- Bacaan -
Pernikahan beda agama merupakan salah satu permasalahan yang pelik.
Tidak hanya menimbulkan gesekan sosial budaya, mengurus birokrasi untuk mewujudkan pernikahan beda agama juga cukup sulit.
Berkaca dari tindakan yang dilakukan oleh sejumlah figur publik di Tanah Air, beberapa solusi diambil agar dapat menikah dengan pasangan yang berbeda keyakinan.
Misalnya menikah di luar negeri atau menikah dengan tata cara agama salah satu mempelai.
Ada pula yang sampai berpindah keyakinan mengikuti pasangannya agar dapat dinikahkan.
Akibatnya pernikahan beda agama di Indonesia tak hanya menuai perselisihan dalam keluarga, melainkan juga kecaman berbagai pihak.
Lantas bagaimana Undang-Undang Perkawinan di Indonesia menyikapi hal ini?

- Data Tersaji -
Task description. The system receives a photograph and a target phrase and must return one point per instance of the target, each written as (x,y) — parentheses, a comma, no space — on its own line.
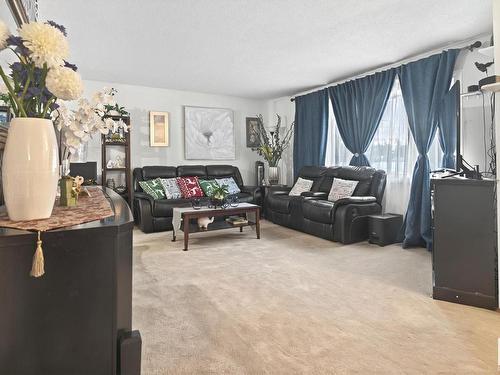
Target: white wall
(139,100)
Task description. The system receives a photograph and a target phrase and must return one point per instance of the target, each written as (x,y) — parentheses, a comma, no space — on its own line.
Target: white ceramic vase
(30,170)
(273,175)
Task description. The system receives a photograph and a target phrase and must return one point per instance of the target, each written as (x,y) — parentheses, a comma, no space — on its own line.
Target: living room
(265,187)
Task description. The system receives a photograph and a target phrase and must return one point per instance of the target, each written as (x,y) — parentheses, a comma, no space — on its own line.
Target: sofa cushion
(232,187)
(362,174)
(189,187)
(171,188)
(155,171)
(221,171)
(208,186)
(319,211)
(315,174)
(154,188)
(301,186)
(284,203)
(192,170)
(341,189)
(164,207)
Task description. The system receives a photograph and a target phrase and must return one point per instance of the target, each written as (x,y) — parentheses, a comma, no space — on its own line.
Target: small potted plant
(219,195)
(272,145)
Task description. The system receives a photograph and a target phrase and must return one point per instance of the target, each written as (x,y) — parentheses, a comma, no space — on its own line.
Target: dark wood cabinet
(70,320)
(464,257)
(112,145)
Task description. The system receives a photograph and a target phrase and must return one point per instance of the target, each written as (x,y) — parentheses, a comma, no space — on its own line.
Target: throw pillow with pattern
(301,186)
(232,186)
(208,186)
(154,188)
(341,189)
(189,187)
(171,188)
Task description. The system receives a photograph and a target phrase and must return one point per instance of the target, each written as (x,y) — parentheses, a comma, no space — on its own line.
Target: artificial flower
(46,43)
(4,35)
(64,83)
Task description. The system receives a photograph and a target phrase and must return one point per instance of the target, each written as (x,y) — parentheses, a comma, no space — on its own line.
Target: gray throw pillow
(232,186)
(301,186)
(341,189)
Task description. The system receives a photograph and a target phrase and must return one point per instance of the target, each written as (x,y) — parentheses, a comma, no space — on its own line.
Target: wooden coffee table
(182,216)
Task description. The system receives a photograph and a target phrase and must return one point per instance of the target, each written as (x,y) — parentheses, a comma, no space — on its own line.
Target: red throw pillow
(189,187)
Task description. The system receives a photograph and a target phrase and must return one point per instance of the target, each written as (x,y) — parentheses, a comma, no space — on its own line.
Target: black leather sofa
(156,215)
(343,221)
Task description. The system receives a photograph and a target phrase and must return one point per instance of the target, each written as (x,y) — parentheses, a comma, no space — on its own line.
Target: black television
(461,166)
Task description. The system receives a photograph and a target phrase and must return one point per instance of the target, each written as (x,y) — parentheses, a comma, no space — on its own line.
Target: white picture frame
(209,133)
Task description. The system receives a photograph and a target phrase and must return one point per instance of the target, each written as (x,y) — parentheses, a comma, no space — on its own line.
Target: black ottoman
(384,229)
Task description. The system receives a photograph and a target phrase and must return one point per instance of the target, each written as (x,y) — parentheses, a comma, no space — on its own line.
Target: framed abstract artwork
(253,139)
(209,133)
(158,129)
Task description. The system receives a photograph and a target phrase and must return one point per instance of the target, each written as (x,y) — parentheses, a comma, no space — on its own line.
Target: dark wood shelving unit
(106,143)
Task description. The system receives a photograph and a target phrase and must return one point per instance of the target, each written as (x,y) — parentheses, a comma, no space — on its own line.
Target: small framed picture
(253,139)
(158,128)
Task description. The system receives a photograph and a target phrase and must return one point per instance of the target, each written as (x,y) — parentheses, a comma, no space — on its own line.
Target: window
(392,150)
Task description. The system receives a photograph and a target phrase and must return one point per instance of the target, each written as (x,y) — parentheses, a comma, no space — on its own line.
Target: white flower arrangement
(77,126)
(64,83)
(42,75)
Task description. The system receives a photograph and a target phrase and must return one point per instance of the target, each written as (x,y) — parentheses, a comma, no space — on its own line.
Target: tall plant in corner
(272,145)
(40,76)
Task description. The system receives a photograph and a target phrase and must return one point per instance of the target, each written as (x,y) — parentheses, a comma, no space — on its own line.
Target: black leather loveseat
(156,215)
(343,221)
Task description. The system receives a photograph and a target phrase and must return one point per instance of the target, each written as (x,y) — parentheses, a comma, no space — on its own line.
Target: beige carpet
(291,303)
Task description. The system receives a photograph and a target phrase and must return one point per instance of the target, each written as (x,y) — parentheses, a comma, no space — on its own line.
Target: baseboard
(465,298)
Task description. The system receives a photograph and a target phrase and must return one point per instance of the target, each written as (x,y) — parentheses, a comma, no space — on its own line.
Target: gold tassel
(37,269)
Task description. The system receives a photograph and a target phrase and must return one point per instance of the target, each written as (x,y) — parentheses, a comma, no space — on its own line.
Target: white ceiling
(255,48)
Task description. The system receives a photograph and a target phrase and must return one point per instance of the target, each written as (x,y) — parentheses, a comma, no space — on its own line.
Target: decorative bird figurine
(483,67)
(204,221)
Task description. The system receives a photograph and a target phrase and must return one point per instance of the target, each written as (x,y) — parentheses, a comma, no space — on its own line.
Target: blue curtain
(358,106)
(447,123)
(310,130)
(424,84)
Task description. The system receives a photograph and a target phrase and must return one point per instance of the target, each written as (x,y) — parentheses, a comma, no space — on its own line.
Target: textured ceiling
(255,48)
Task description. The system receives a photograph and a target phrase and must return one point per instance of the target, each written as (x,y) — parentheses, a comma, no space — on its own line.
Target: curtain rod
(468,43)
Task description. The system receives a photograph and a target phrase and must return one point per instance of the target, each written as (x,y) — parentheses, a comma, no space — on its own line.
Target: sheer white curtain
(392,150)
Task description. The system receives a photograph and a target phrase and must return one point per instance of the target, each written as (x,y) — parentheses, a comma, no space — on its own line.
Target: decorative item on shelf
(5,113)
(218,196)
(252,127)
(204,221)
(233,200)
(110,183)
(272,145)
(36,81)
(158,129)
(70,190)
(121,189)
(196,203)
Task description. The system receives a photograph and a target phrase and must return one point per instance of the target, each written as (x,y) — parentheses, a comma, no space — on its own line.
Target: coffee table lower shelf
(216,225)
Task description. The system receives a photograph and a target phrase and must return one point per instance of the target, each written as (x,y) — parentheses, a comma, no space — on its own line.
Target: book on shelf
(237,220)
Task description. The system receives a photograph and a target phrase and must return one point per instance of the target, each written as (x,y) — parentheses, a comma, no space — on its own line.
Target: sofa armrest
(350,218)
(278,190)
(356,199)
(142,195)
(314,195)
(143,211)
(254,191)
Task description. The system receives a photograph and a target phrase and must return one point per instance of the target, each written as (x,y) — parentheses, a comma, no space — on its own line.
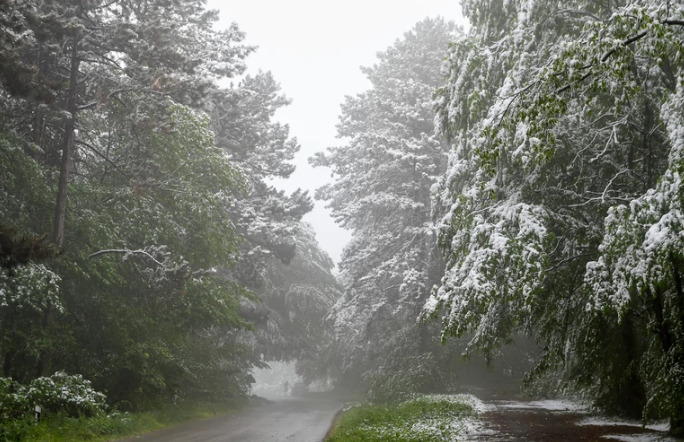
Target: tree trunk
(67,149)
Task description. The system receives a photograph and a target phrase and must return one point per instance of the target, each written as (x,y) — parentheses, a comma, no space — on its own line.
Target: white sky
(314,49)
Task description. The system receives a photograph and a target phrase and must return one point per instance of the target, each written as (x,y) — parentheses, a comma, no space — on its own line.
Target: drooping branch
(608,54)
(127,252)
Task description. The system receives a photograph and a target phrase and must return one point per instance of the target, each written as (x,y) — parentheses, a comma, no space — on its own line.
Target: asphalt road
(290,420)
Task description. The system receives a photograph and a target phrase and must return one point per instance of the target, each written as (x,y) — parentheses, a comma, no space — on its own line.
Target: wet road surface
(289,420)
(544,421)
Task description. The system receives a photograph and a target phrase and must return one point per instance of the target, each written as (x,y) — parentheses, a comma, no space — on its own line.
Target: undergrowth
(102,427)
(423,419)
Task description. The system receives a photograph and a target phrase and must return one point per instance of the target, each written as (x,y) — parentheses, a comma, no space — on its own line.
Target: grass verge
(61,428)
(422,419)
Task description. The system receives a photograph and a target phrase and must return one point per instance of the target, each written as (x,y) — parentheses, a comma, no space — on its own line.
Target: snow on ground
(661,427)
(639,438)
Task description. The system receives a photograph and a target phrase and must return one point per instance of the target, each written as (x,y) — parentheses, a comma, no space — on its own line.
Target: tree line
(142,244)
(541,153)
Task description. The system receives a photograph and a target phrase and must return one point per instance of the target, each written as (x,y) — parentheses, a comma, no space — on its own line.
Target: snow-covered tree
(561,120)
(387,160)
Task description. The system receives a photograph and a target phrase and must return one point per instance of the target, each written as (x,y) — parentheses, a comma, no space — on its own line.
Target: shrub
(65,393)
(13,403)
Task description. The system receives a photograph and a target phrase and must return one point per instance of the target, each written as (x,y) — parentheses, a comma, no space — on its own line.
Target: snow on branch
(127,252)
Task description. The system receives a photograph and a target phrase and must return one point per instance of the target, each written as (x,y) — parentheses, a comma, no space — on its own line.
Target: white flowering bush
(66,393)
(13,401)
(32,287)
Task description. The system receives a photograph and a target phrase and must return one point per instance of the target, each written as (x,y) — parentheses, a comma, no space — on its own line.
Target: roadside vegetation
(424,418)
(61,426)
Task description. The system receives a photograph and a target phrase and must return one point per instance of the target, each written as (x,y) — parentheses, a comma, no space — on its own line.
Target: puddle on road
(545,421)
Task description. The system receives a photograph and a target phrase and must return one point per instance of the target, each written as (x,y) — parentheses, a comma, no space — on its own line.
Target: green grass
(60,428)
(426,418)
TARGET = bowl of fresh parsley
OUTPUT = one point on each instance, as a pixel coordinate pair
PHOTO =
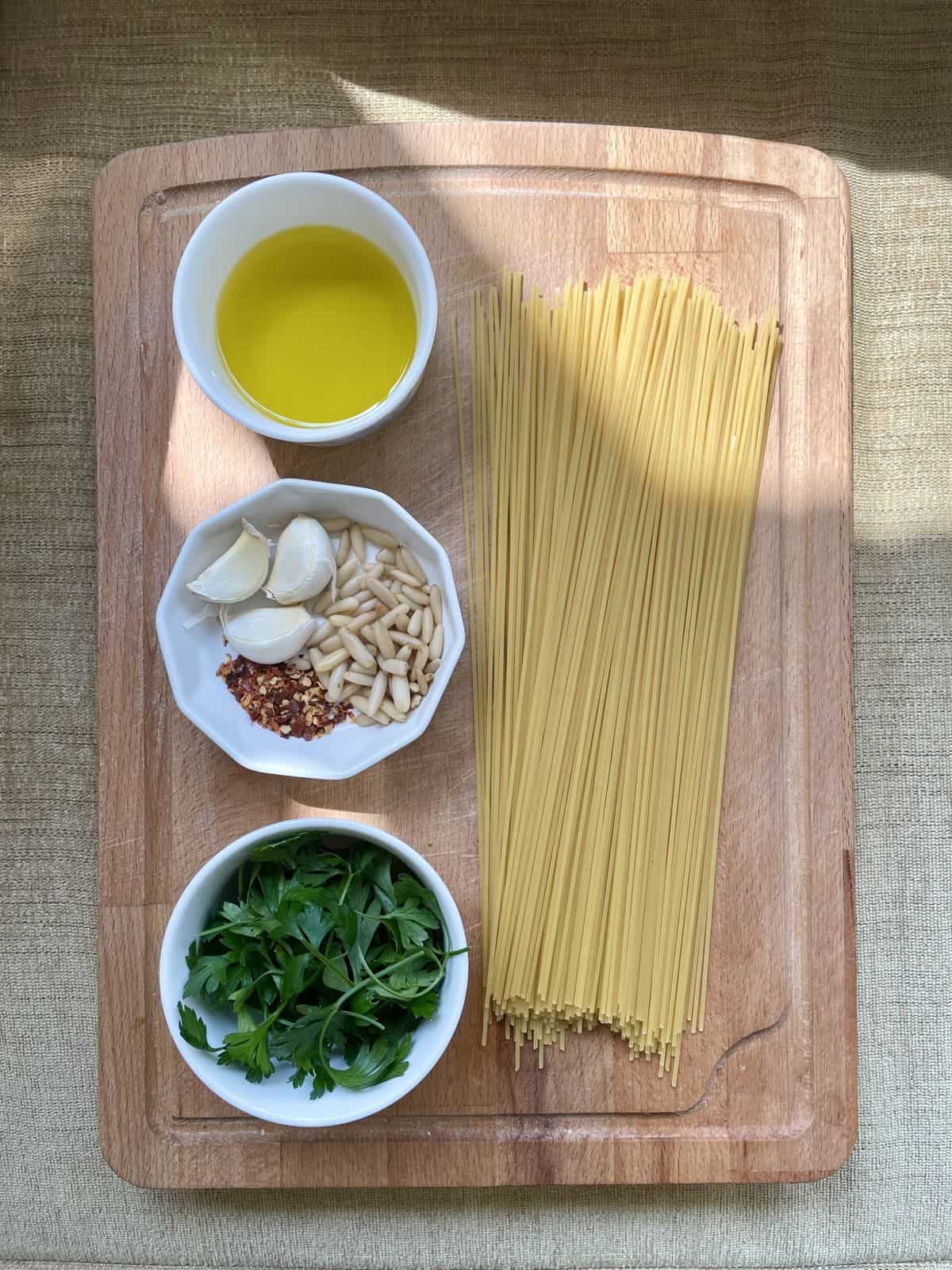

- Tujuan Latihan -
1/ Tukar kata "keyakinan" dengan "kepercayaan", lalu tulis ulang bagian bacaan tentang pernikahan beda agama dari "Tidak hanya menimbulkan" sampai "menyikapi hal ini?".
2/ Bagaimana kelanjutan bacaan tentang pernikahan beda agama? Teruskan tulisannya setelah kalimat terakhir.
Baris-baris data di atas diambil dari sumber yang berbeda.

- Hasil Latihan -
1/
Tidak hanya menimbulkan gesekan sosial budaya, mengurus birokrasi untuk mewujudkan pernikahan beda agama juga cukup sulit.
Berkaca dari tindakan yang dilakukan oleh sejumlah figur publik di Tanah Air, beberapa solusi diambil agar dapat menikah dengan pasangan yang berbeda kepercayaan.
Misalnya menikah di luar negeri atau menikah dengan tata cara agama salah satu mempelai.
Ada pula yang sampai berpindah kepercayaan mengikuti pasangannya agar dapat dinikahkan.
Akibatnya pernikahan beda agama di Indonesia tak hanya menuai perselisihan dalam keluarga, melainkan juga kecaman berbagai pihak.
Lantas bagaimana Undang-Undang Perkawinan di Indonesia menyikapi hal ini?

2/
Apa saja permasalahan yang akan dihadapi pasangan beda agama yang memutuskan untuk menikah?
Simak ulasan berikut.
Daftar Isi:
Hukum Pernikahan Beda Agama di Indonesia
Pernikahan di Indonesia diatur dalam Undang-Undang No. 1 Tahun 1974 Tentang Perkawinan.
Dalam UU tersebut juga termuat ketentuan mengenai pernikahan beda agama.
Hanya saja dalam praktiknya kerap terjadi perbedaan penafsiran.
Berdasarkan Undang-Undang tentang Perkawinan, pernikahan di mata negara dianggap sah jika dilakukan sesuai dengan ajaran agama masing-masing.
Sesungguhnya UU Perkawinan juga mengatur tentang pasangan yang menikah beda agama.
Pernyataan tersebut diungkapkan oleh pakar hukum keluarga Fakultas Hukum Universitas Indonesia, Ichtianto, dikutip dari hukumonline.com.
Menurutnya, UU Perkawinan di Indonesia tidak melarang perkawinan beda agama.
Bahkan hal itu telah diatur dalam Bab XIII tentang Perkawinan Campuran dalam pasal 57 pada gagasan pertama yang berbunyi, ‘perkawinan antara dua orang yang di Indonesia tunduk pada hukum yang berlainan’.
Ia juga memandang ketentuan dalam Pasal 2 ayat 1 UU Perkawinan sebagai ketentuan yang mengakui pluralitas hukum perkawinan menurut agama-agama yang diakui di Indonesia.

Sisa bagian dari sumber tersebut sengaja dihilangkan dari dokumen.